───── Dataset content ─────

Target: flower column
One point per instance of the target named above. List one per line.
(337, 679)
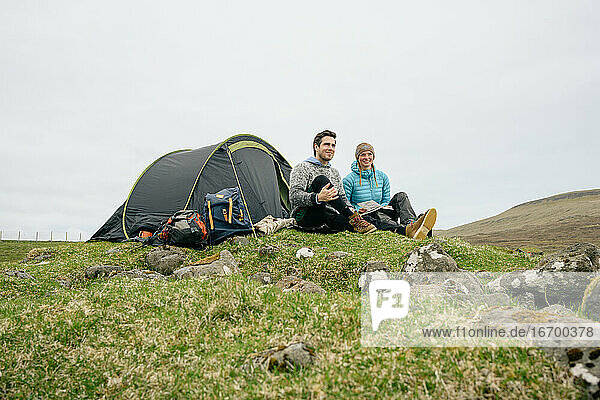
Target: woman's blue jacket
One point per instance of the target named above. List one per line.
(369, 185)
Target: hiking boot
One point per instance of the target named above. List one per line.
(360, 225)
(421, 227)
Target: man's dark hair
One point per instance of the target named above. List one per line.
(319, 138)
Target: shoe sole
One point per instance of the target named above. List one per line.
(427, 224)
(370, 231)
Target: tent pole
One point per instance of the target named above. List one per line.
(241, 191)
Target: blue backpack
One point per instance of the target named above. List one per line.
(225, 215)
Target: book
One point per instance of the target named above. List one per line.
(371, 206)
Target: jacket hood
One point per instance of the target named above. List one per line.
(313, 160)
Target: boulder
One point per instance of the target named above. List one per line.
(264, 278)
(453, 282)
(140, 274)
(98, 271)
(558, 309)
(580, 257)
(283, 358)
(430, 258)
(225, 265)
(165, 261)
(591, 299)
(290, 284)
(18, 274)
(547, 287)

─────
───── Dataset content ─────

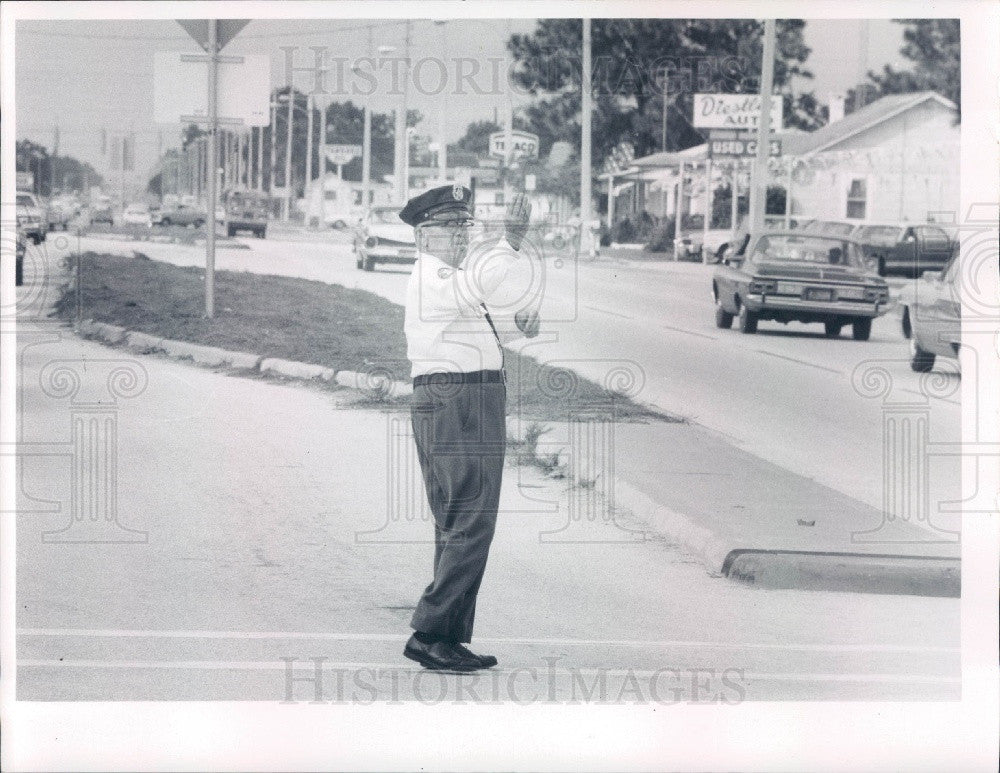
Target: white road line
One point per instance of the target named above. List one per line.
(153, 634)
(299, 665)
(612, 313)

─────
───── Dataset content ─────

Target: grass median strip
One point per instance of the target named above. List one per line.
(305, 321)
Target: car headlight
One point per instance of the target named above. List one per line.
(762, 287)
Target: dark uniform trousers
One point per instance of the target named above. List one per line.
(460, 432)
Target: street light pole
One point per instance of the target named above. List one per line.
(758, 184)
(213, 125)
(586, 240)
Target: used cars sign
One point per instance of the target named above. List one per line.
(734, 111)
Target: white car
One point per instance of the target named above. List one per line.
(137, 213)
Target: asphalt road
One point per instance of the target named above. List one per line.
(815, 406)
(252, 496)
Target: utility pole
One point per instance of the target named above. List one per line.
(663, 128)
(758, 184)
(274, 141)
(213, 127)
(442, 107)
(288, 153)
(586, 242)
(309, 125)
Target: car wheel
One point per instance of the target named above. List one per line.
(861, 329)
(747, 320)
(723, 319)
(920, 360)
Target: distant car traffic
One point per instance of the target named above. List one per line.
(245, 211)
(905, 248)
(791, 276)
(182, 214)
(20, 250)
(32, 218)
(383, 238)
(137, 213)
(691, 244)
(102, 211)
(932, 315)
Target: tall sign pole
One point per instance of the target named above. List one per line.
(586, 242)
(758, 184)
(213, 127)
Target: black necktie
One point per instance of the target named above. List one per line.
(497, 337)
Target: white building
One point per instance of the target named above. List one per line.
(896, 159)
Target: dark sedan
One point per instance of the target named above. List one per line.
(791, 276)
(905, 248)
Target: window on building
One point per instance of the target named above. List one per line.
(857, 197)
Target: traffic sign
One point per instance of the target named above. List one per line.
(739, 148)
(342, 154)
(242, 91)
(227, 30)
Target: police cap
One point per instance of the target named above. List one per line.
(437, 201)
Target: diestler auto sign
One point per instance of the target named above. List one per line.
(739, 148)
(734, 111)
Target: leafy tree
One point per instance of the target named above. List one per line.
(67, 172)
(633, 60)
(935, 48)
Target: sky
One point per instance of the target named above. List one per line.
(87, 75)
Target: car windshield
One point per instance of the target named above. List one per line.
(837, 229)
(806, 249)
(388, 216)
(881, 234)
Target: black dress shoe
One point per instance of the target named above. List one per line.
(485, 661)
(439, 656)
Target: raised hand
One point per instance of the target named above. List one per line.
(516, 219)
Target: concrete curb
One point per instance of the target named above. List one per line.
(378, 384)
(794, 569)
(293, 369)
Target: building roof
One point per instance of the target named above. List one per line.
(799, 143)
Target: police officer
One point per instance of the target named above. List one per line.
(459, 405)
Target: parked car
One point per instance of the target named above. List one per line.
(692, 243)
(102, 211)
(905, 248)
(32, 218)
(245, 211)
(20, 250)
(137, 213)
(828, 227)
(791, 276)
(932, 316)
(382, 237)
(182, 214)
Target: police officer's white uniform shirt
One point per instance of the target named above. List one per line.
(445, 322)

─────

● Task statement
Identify each line in the stored records above that contains the string "blue", and copy those lines out. Case counts.

● Written answer
Target: woman's blue jacket
Target: blue backpack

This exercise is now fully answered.